Set tasks.
**1)** In the essay on Parmenides and Plato, what did Karl Popper tell Einstein?
**2)** Write the next part of the essay on Parmenides and Plato, picking up after its final sentence.

*** Document passage

When Parmenides met Socrates
Parmenides clearly had an influence on Plato. The assertion that we live in a world of appearances, which gives the illusion of change and difference that Parmenides thinks are impossible, makes its way into Plato’s sensible world of phenomena, while the concept of a higher metaphysical reality- the world of Ideas, is somewhat similar to Being, which is eternal, unchanging, and singular, although I suspect more encompassing.
The story goes that a young Socrates met an older Parmenides and his student Zeno, when they visited Athens. Almost immediately, they got to talking about Parmenides’s ideas on Being, with Parmenides asserting the unity of Being, while Zeno denied its plurality. The young Socrates, instead, asserted both absolute Ideas and sensible things that take part in those Ideas. Parmenides pokes many holes in the Platonic concept, but he still seems fond of it and of the young man. Meanwhile, it strikes me as a better concept.
Again, what Parmenides says, as I understand him, is that there is nothing outside of Being, because anything else would be non-being and it is impossible to conceive of non-being. So the change, plurality, and difference that we see in the world around us are illusory- delusions of the average man. Frankly, I can understand this only in the most abstract sense: everything is, and so nothing is not. However, even just saying that Being is and it is unified seems to imply two different things: unity and being. Already I’m flunking out of the Eleatic school. Also, things still seem to pass in and out of being, which I have trouble accepting as illusion. Finally, Parmenides seems to imply (although Plato gave us the concept) something like eternal unified time. This is why Karl Popper told Einstein that “block time” reminded him of Parmenides. But, that’s a whole other kettle of fish.
In a sense, Plato “works” for me where Parmenides doesn’t. The distinction, as I see it, is that Parmenides asserts that nothing can exist outside of Being, which is itself neither matter nor thought, while Socrates has to assert at least two different kinds of “being”: that of Ideas or Forms, and that of sensible things. Certainly, the world of sensible things is lower and lesser, but it’s not non-existent. I feel that, if we accept Parmenides’s idea that only Being exists, we have to accept that the world of appearances does not exist (or just that our sense of it is totally wrong) and that all ideas are one, which is Being. As Woody Allen might say, if the sensible world doesn’t exist, at the very least it screws up our dinner plans.
Parmenides points out several problems with the theory of a world of Ideas, not the least of which is that we would seemingly have no direct access to it. We only have access to specific and relational things, but the Ideas are absolute and not relative, and therefore seem to require us to think something that doesn’t exist in our world. Since we can’t, we can’t really grasp the Ideas mentally. But, certainly we can come close, right?

******
*** Stored rows

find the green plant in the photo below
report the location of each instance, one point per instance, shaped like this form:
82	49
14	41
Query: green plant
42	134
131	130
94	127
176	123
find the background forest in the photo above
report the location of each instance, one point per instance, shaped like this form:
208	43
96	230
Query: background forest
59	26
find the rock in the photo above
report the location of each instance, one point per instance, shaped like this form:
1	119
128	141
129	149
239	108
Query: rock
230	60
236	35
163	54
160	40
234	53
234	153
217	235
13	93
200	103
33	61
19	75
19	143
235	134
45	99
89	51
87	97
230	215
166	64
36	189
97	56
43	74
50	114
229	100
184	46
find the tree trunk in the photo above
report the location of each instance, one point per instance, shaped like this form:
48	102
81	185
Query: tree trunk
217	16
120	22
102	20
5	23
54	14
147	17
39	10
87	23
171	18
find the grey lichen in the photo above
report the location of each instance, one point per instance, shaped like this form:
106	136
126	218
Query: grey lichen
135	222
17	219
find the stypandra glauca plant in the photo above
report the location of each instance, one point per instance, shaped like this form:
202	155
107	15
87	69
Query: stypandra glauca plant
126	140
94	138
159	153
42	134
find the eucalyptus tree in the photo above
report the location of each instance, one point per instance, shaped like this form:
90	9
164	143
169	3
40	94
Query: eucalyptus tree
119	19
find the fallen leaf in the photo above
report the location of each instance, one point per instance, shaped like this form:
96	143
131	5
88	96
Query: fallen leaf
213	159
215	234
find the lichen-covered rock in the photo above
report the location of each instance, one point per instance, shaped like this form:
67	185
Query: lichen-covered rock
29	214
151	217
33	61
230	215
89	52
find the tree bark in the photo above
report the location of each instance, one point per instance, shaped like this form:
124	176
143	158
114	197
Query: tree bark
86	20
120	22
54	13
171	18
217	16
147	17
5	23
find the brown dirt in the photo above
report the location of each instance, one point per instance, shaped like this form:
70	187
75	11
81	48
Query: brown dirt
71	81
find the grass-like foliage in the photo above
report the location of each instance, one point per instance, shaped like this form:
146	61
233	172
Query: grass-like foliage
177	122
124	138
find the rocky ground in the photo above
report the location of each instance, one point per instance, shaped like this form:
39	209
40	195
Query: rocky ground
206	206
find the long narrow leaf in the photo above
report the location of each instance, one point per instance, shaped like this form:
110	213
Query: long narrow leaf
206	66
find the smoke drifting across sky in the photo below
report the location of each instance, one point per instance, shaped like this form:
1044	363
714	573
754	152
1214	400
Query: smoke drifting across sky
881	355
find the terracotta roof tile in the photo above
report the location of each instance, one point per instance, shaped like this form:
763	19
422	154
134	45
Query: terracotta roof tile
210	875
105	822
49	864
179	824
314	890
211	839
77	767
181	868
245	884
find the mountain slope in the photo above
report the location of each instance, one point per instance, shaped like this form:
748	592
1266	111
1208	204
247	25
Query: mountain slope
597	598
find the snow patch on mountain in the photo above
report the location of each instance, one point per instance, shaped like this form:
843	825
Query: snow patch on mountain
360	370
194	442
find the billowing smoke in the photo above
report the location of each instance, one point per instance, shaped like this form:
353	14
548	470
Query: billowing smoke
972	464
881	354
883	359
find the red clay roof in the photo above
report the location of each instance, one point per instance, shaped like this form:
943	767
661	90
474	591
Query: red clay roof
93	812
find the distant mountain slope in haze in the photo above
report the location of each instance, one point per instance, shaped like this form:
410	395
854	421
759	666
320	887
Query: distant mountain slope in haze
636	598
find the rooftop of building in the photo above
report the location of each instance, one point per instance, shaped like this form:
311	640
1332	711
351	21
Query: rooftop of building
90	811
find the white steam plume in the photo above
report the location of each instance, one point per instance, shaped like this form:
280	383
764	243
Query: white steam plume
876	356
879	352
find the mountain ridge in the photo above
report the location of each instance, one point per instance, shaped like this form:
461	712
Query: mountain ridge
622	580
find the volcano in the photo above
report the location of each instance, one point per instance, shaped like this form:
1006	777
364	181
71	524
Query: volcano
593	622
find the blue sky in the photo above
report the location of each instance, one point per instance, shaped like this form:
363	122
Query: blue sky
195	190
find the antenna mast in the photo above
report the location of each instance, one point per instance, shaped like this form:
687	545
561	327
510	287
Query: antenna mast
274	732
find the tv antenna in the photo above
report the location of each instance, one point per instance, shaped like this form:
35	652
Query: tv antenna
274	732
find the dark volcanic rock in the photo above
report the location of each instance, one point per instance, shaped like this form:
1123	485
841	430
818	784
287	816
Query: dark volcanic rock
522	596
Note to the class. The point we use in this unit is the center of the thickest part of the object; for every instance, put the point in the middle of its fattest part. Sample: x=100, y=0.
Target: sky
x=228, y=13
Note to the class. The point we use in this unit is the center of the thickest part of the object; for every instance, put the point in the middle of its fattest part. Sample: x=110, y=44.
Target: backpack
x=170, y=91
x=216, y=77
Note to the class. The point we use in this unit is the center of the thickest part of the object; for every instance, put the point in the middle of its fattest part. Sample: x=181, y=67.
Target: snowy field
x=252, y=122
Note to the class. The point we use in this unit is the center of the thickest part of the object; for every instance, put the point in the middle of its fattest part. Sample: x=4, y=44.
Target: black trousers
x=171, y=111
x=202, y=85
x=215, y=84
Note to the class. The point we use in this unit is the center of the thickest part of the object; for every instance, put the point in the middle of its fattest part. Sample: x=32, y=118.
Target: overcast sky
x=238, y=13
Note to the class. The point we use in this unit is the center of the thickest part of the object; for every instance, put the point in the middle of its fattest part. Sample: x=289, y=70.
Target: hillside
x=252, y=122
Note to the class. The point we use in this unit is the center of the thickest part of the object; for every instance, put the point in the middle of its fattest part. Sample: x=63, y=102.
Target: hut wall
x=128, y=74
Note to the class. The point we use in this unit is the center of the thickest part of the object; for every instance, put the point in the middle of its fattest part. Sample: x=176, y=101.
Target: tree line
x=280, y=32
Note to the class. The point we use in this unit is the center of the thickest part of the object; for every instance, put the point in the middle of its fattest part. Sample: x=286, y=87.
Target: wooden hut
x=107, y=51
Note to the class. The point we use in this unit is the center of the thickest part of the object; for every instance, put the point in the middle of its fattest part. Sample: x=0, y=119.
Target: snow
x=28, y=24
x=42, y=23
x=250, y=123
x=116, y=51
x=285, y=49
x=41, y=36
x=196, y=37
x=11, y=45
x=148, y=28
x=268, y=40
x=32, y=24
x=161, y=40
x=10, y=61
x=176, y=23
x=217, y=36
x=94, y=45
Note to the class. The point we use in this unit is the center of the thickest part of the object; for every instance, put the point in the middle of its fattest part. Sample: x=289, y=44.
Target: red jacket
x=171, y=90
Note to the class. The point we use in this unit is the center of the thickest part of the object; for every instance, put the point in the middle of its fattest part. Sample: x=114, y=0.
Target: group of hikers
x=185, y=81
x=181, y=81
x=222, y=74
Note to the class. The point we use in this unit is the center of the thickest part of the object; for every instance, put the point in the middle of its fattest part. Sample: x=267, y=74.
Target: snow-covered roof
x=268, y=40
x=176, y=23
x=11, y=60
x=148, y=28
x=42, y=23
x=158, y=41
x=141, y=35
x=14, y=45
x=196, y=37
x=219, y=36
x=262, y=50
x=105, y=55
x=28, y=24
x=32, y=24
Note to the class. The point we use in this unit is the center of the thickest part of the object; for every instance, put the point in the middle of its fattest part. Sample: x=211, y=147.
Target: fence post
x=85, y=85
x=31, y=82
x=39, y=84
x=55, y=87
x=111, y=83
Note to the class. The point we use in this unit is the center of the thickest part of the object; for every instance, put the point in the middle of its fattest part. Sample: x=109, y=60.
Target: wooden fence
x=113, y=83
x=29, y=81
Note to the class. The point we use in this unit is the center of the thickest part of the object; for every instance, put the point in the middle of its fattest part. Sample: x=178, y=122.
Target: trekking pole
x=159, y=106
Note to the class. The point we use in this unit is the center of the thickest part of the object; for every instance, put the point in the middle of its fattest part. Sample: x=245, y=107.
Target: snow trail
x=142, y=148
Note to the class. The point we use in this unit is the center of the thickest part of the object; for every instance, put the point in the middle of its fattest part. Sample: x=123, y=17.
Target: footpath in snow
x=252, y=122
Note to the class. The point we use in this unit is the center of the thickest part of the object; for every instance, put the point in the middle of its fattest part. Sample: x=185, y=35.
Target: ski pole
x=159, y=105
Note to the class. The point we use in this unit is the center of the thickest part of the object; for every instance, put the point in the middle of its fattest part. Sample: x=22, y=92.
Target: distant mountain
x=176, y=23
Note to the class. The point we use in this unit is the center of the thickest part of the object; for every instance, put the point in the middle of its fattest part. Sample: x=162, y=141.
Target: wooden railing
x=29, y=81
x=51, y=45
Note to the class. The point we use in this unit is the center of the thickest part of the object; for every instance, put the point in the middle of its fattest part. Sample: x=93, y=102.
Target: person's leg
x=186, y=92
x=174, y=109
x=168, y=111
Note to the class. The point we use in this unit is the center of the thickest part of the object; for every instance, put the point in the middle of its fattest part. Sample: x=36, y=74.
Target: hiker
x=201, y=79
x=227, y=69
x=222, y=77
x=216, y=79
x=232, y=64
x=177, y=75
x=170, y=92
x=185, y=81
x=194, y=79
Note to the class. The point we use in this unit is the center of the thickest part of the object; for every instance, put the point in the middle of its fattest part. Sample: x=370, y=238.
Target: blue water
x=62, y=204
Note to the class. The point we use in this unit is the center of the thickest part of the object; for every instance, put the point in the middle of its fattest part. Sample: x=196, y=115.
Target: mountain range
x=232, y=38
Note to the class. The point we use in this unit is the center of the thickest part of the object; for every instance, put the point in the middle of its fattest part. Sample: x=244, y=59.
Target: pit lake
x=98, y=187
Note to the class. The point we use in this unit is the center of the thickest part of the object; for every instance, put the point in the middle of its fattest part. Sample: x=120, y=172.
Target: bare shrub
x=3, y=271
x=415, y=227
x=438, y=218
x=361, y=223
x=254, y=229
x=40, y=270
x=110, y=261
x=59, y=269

******

Outputs for the tasks.
**1)** That "block time" reminded him of Parmenides.

**2)**
A more interesting problem that Parmenides points out about a world of Ideas outside of the sensible is that we couldn’t think something that is not real, which is actually very profound. Jaybird and Freddie’s illuminating discussion of the moral fabric of the universe is very much a discussion of this issue. I’m not sure at all that Parmenides even has the concept of imagining something unreal however, which is strange because he has the concept of illusions.
According to Plato, the world of ideas is different and separate from the sensible world. Take, for example, the idea “2+2=4”. This idea is eternal and unchanging, in spite of the fact that any physical thing that might take part in the idea (four apples for example) will eventually decay and disappear. Two plus two will always equal four. As an idea, it never came into being (two plus two always equaled four), nor will it cease to be. Moreover, the purely mathematical idea has no physical existence, but is grasped (imperfectly) through the mind. As a math professor I knew liked to put it, and drove the students nuts doing so: “in the physical world, there is no such thing as a line”.
In ordering the world, we make use of all sorts of ideas, which Plato calls the Forms, and we might just call abstract concepts. During an average moment in the world, we are flooded by a mass of sensory data, which our mind organizes immediately in terms of underlying concepts. When I look at the lawn, I know it’s green because I have a concept of “Greenness” that is unchanging and which all green things “take part in”. I know the tree outside is tall because my mind has access to the concept of “tallness”, I know my wife is beautiful because I have access to “Beauty”, and so forth. If I didn’t have these categories to organize my perception, I would be lost in a flood of random information.
For Plato, the realm of the Forms, or the “absolute essences” is separate from the physical world; there is a division between matter and thought. Philosophy requires us to turn away from the world of appearances to the world of Ideas. Ultimately, he sees this as the soul’s movement towards God.
I think Plato sees the world of Forms as a higher level of reality, but I don’t think he sees the sensible world as non-existent, even if it is a misleading world of illusion.
When he says the sensible world takes part in the Forms, I envision something like a mirror pointed at the sun, which takes part in the sun’s light and reflects it outwards, but is not, itself, the sun. The world of sensible things reflects the light of the Forms, while not being perfect copies of the Forms.
When we start talking about a physical world that blooms forth and withers away and a divine realm of Ideas (elsewhere called the Logos) that is the eternal and unchanging realm of God, the parallels between Greek and Hebrew thought become interesting. A religious way of looking at this might be to see this particular world-moment as an era of parallel revelation that changed the order of being for mankind. A secular viewpoint would have to see it as being, nevertheless, a conceptual leap forward that enabled later abstract thought- especially mathematical and philosophical- to hit the ground running.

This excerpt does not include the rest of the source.